## PROBLEM STATEMENT
Reproduce, word for word, the full passage on full-time equivalent employees and the payroll reduction safe harbor.

## GIVEN TEXT
*** Begin section ***

New Simplified Definition of Full-Time Equivalent (FTE)

The loan application allows for a new simpler method for determining employee full-time equivalency (FTE). Under this simplified method, you assign 1.0 for employees who work 40 hours or more per week and .5 for any employee who works fewer than 40 hours.

While this is easy to use and may work in some situations, there will be times when this wouldn't be to your advantage. For example, someone who works 35 hours per week would be counted at .5 under the simplified method but would be .9 under the traditional method, which tracks more closely the actual percentage of time worked. To calculate FTE under the traditional method, you take the average number of hours paid per week for each employee, divide that by 40, and round to the nearest tenth, up to a maximum of 1.0 per employee.

Payroll Reduction Safe Harbor

To obtain loan forgiveness, you must maintain the average number of full-time equivalent employees you had pre-COVID-19. If you lay off employees or reduce your pay rates by more than 25%, the amount of your loan forgiveness will also be reduced. The new guidance makes it clear, however, that you can keep in your employee headcount anyone who:

  • rejected a good faith, written offer to be rehired
  • was fired for cause
  • voluntarily resigned, or
  • requested and received a reduction in hours.

In addition, as long as by December 31, 2020, you have restored your full-time equivalent employee numbers and pay rates to their pre-COVID-19 levels, the loan forgiveness amount will not be affected. The safe harbor date was extended from June 30th to December 31 under the PPPFA and applies regardless of when your loan forgiveness covered period starts and ends.

The PPPFA also provides that the employee headcount for loan forgiveness purposes will not be reduced if you can document your inability to:

  • rehire people who were employees on February 15, 2020, or hire similarly qualified employees for unfilled positions by December 31, 2020, or
  • return to your pre-February 15, 2020 level of business activity due to COVID-19 regulations or guidance issued by 1) the Department of Health and Human Services, 2) Centers for Disease Control and Prevention, or 3) Occupational Safety and Health Administration between March 1 and December 1, 2020.

*** End section ***

## STUDY MATERIAL
*** Begin section ***

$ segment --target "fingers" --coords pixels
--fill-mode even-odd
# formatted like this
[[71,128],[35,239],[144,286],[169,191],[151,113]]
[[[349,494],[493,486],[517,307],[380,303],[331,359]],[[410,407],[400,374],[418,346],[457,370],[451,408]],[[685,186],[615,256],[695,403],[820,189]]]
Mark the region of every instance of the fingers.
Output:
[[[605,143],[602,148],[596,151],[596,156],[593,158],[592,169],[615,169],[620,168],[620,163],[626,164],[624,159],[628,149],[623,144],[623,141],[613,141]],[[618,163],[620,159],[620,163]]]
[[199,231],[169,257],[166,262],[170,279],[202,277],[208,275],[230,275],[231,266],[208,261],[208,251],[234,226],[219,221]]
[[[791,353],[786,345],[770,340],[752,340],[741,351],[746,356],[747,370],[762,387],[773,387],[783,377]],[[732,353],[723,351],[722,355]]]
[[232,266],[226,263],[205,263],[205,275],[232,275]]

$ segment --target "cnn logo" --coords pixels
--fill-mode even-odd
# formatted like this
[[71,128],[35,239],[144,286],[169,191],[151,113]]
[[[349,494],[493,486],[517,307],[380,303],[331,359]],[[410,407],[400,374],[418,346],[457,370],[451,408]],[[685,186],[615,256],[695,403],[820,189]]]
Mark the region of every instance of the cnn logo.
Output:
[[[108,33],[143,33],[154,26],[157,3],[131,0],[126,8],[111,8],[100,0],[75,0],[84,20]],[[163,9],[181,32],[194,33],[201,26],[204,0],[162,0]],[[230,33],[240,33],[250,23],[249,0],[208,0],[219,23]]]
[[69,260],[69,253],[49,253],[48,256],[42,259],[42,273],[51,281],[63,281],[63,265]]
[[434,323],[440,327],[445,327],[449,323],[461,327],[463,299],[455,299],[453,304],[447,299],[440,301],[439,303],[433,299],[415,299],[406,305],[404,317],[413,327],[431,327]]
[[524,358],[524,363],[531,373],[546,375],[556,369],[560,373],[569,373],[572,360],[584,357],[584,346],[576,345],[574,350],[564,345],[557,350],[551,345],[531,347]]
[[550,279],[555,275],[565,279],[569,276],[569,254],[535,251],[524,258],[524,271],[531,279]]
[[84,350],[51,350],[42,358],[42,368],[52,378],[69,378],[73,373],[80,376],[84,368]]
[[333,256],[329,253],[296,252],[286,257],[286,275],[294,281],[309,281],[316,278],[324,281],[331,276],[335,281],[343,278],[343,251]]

*** End section ***

## RESPONSE TO THE TASK
New Simplified Definition of Full-Time Equivalent (FTE)

The loan application allows for a new simpler method for determining employee full-time equivalency (FTE). Under this simplified method, you assign 1.0 for employees who work 40 hours or more per week and .5 for any employee who works fewer than 40 hours.

While this is easy to use and may work in some situations, there will be times when this wouldn't be to your advantage. For example, someone who works 35 hours per week would be counted at .5 under the simplified method but would be .9 under the traditional method, which tracks more closely the actual percentage of time worked. To calculate FTE under the traditional method, you take the average number of hours paid per week for each employee, divide that by 40, and round to the nearest tenth, up to a maximum of 1.0 per employee.

Payroll Reduction Safe Harbor

To obtain loan forgiveness, you must maintain the average number of full-time equivalent employees you had pre-COVID-19. If you lay off employees or reduce your pay rates by more than 25%, the amount of your loan forgiveness will also be reduced. The new guidance makes it clear, however, that you can keep in your employee headcount anyone who:

  • rejected a good faith, written offer to be rehired
  • was fired for cause
  • voluntarily resigned, or
  • requested and received a reduction in hours.

In addition, as long as by December 31, 2020, you have restored your full-time equivalent employee numbers and pay rates to their pre-COVID-19 levels, the loan forgiveness amount will not be affected. The safe harbor date was extended from June 30th to December 31 under the PPPFA and applies regardless of when your loan forgiveness covered period starts and ends.

The PPPFA also provides that the employee headcount for loan forgiveness purposes will not be reduced if you can document your inability to:

  • rehire people who were employees on February 15, 2020, or hire similarly qualified employees for unfilled positions by December 31, 2020, or
  • return to your pre-February 15, 2020 level of business activity due to COVID-19 regulations or guidance issued by 1) the Department of Health and Human Services, 2) Centers for Disease Control and Prevention, or 3) Occupational Safety and Health Administration between March 1 and December 1, 2020.